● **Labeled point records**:
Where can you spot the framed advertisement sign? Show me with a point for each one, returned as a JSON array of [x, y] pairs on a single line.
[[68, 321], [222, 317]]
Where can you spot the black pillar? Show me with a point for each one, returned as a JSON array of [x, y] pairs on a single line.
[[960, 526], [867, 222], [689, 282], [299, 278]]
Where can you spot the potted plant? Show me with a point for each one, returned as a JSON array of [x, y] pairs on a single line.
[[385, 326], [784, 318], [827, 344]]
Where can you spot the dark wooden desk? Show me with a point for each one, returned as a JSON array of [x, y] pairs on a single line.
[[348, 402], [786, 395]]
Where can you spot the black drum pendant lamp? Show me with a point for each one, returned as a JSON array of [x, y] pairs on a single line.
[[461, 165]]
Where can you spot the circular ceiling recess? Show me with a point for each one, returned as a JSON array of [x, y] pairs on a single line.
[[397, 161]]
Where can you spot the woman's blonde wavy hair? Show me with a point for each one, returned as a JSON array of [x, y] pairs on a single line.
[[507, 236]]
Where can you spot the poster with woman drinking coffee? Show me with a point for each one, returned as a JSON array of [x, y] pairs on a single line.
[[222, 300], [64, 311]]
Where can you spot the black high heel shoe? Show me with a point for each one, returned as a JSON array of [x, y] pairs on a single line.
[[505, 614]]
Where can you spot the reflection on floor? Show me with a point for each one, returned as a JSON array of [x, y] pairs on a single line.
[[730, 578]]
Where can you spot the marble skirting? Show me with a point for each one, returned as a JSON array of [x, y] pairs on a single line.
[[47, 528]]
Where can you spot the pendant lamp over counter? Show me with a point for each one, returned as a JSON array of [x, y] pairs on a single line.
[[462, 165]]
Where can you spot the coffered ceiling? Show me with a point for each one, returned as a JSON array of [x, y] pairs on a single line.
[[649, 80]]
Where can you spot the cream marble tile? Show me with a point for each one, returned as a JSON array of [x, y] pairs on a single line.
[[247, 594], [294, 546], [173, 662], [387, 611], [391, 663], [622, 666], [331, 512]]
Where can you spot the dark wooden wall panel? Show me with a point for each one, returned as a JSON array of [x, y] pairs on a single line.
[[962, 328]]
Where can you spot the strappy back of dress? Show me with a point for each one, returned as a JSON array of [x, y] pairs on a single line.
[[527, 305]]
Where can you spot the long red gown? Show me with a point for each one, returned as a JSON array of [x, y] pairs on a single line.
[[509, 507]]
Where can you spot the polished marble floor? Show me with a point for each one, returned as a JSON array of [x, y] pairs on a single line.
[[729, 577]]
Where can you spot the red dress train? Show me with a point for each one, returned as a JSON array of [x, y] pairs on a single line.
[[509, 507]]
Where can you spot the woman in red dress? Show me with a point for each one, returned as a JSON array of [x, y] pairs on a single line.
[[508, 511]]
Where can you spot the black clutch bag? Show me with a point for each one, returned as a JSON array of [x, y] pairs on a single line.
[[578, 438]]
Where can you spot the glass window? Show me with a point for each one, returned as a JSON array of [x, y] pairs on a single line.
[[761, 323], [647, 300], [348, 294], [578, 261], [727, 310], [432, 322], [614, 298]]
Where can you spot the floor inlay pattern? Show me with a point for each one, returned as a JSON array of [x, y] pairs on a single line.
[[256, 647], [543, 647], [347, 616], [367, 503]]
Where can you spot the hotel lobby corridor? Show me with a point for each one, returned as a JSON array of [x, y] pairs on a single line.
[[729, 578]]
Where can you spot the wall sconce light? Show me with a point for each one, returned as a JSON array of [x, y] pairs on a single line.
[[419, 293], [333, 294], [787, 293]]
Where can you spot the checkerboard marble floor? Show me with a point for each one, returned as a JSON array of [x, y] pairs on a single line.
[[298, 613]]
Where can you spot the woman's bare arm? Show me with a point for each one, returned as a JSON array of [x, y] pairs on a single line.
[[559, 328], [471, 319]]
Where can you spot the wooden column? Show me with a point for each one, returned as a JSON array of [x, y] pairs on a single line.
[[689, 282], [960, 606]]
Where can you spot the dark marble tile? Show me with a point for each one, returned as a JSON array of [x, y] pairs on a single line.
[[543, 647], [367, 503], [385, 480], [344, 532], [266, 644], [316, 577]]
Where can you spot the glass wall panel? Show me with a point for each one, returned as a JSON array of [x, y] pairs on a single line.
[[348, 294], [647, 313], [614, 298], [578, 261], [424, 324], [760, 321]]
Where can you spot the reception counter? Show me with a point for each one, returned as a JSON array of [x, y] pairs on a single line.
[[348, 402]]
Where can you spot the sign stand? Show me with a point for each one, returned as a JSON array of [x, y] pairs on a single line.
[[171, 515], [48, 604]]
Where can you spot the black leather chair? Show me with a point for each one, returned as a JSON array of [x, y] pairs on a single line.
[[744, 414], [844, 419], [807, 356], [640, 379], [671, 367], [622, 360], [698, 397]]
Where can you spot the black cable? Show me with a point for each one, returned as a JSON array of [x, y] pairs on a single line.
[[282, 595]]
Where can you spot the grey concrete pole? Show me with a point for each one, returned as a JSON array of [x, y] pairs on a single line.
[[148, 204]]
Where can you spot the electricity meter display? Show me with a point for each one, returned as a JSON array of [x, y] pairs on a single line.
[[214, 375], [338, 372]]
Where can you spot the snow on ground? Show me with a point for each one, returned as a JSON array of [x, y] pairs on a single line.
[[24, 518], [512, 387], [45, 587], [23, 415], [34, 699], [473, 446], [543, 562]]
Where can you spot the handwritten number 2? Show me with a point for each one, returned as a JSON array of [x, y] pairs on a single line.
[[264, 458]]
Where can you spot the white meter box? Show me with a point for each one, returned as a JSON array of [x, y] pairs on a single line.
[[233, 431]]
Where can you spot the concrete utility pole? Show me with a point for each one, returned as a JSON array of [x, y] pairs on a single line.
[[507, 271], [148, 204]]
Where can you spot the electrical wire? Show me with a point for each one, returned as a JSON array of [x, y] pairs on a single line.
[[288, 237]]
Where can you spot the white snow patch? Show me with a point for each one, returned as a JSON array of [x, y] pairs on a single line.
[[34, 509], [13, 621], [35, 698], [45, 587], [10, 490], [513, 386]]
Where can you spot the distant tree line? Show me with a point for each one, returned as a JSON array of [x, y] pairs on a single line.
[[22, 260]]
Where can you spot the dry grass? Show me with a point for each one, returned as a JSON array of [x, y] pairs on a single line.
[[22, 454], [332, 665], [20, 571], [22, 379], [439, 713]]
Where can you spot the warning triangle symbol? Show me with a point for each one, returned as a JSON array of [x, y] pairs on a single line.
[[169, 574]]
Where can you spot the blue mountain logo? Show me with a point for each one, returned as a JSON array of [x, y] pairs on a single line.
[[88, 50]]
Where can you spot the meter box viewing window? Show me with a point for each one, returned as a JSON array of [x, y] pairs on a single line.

● **Requirements**:
Rescale the data from the line that has "Where can you spot the hotel" through the line that has "[[298, 613]]", and return only those lines. Keep the requests unchanged, and multiply each x and y coordinate in the answers by 0.55, rounding to whole numbers with halves rounded up.

● **Full response**:
Where can you spot the hotel lobby corridor? Show me with a point for each one, returned as a JSON array of [x, y] pairs on a single line.
[[401, 318]]
Where can you spot the wall sconce light? Show me with a point for each one, returned as a JSON array of [x, y] pairs on a single line.
[[230, 161], [183, 162], [433, 161]]
Where can you spot the checkerboard marble floor? Show me with a point for each one, returned as a JSON array of [x, y] pairs on a single line.
[[164, 337]]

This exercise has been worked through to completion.